What this task involves - Before you finish, make sure each line of the records has been retyped exactly.
:: Excerpted records
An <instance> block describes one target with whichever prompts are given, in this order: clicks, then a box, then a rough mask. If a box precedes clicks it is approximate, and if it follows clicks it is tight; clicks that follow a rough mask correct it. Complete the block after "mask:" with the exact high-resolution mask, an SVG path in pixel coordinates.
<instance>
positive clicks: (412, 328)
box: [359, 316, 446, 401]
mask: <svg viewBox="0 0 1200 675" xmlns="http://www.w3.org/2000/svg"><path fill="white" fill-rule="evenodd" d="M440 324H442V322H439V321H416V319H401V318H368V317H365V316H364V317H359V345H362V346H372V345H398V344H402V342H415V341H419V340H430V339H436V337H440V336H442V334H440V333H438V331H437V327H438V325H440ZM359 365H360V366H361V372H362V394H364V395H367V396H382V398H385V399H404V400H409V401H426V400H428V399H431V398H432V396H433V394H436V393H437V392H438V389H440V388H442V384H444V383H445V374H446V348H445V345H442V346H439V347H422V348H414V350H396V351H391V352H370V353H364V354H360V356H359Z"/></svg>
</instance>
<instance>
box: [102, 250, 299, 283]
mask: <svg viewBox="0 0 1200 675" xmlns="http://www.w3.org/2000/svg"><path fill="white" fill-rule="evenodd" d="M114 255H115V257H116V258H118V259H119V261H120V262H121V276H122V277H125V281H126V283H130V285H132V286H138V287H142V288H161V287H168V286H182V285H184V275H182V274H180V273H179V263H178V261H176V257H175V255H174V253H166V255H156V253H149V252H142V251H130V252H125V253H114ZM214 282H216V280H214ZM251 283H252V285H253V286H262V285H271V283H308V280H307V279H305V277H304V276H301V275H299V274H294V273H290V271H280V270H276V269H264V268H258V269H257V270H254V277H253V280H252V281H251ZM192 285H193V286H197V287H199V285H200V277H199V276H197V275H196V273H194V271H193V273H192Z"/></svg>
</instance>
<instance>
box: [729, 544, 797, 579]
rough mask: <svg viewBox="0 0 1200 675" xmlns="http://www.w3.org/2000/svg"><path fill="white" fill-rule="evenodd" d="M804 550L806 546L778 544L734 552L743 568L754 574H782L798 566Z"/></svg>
::::
Answer area -
An <instance> block describes one target with whichever prompts are given, in this order: clicks, then a box, then a rough mask. If a box precedes clicks it is approximate, and if it follows clicks it is tight; clicks that follow a rough mask correct it. Complete the block after "mask:" with the exact high-resolution mask, an SVG path in pixel coordinates.
<instance>
positive clicks: (412, 328)
box: [359, 316, 446, 401]
mask: <svg viewBox="0 0 1200 675" xmlns="http://www.w3.org/2000/svg"><path fill="white" fill-rule="evenodd" d="M440 324H442V322H439V321H416V319H401V318H368V317H365V316H364V317H359V345H362V346H372V345H398V344H402V342H415V341H419V340H430V339H436V337H440V336H442V334H440V333H438V331H437V327H438V325H440ZM359 365H360V366H361V372H362V394H364V395H367V396H382V398H385V399H404V400H409V401H426V400H428V399H431V398H432V396H433V394H436V393H437V392H438V389H440V388H442V384H444V383H445V374H446V348H445V345H442V346H439V347H422V348H414V350H396V351H391V352H370V353H364V354H360V356H359Z"/></svg>
</instance>
<instance>
box: [102, 250, 299, 283]
mask: <svg viewBox="0 0 1200 675" xmlns="http://www.w3.org/2000/svg"><path fill="white" fill-rule="evenodd" d="M114 255H115V257H116V258H118V259H119V261H120V262H121V276H122V277H125V281H126V283H130V285H132V286H138V287H142V288H161V287H168V286H182V285H184V275H182V274H180V273H179V263H178V261H176V257H175V255H174V253H166V255H156V253H149V252H142V251H130V252H125V253H114ZM214 282H216V280H214ZM251 283H252V285H253V286H262V285H271V283H308V280H307V279H305V277H304V276H301V275H299V274H294V273H290V271H280V270H276V269H264V268H258V269H257V270H254V277H253V280H252V281H251ZM192 285H193V286H197V287H199V285H200V277H199V276H197V275H196V273H194V271H193V273H192Z"/></svg>
</instance>
<instance>
box: [729, 544, 797, 579]
rough mask: <svg viewBox="0 0 1200 675" xmlns="http://www.w3.org/2000/svg"><path fill="white" fill-rule="evenodd" d="M804 550L806 546L778 544L734 552L743 568L754 574H782L798 566Z"/></svg>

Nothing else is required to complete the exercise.